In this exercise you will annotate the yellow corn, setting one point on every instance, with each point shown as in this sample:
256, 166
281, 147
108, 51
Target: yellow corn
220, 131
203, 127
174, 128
::::
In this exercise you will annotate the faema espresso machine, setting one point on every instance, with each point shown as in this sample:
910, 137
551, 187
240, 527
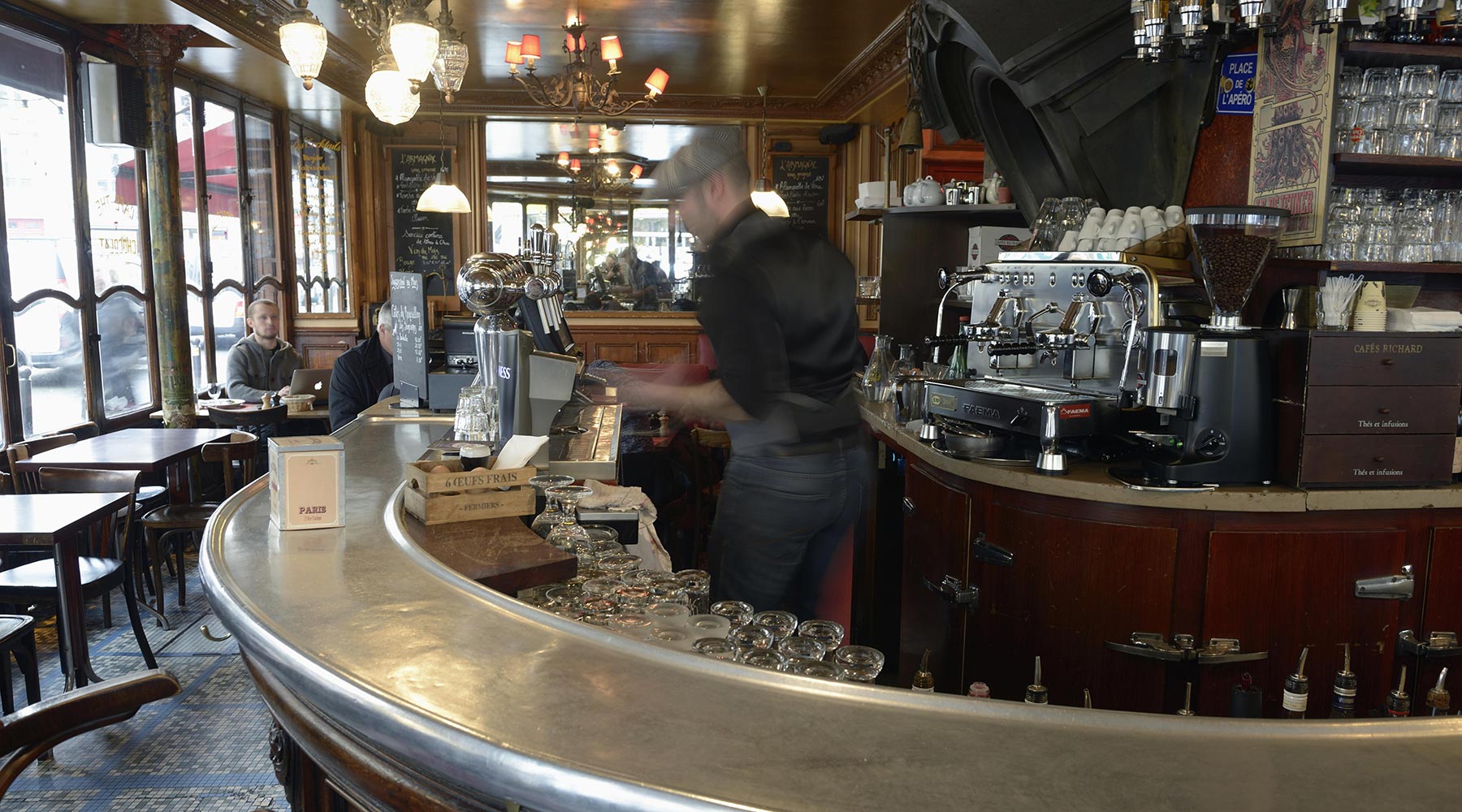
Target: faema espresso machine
::::
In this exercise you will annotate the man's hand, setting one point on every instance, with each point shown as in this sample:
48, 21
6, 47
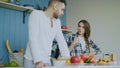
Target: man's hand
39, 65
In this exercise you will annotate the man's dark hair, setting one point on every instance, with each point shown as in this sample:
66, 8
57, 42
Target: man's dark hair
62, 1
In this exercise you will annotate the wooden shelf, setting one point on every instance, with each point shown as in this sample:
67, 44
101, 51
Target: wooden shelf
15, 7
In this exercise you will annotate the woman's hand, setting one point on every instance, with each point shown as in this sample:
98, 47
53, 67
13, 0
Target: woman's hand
::::
**Task to carry out:**
The lines that contain the word "faema" are wanted; copy each of them from the records.

**Exercise response:**
In this exercise you will annotate the faema espresso machine, setting one point on every instance, with each point shown as in this sample:
Target: faema espresso machine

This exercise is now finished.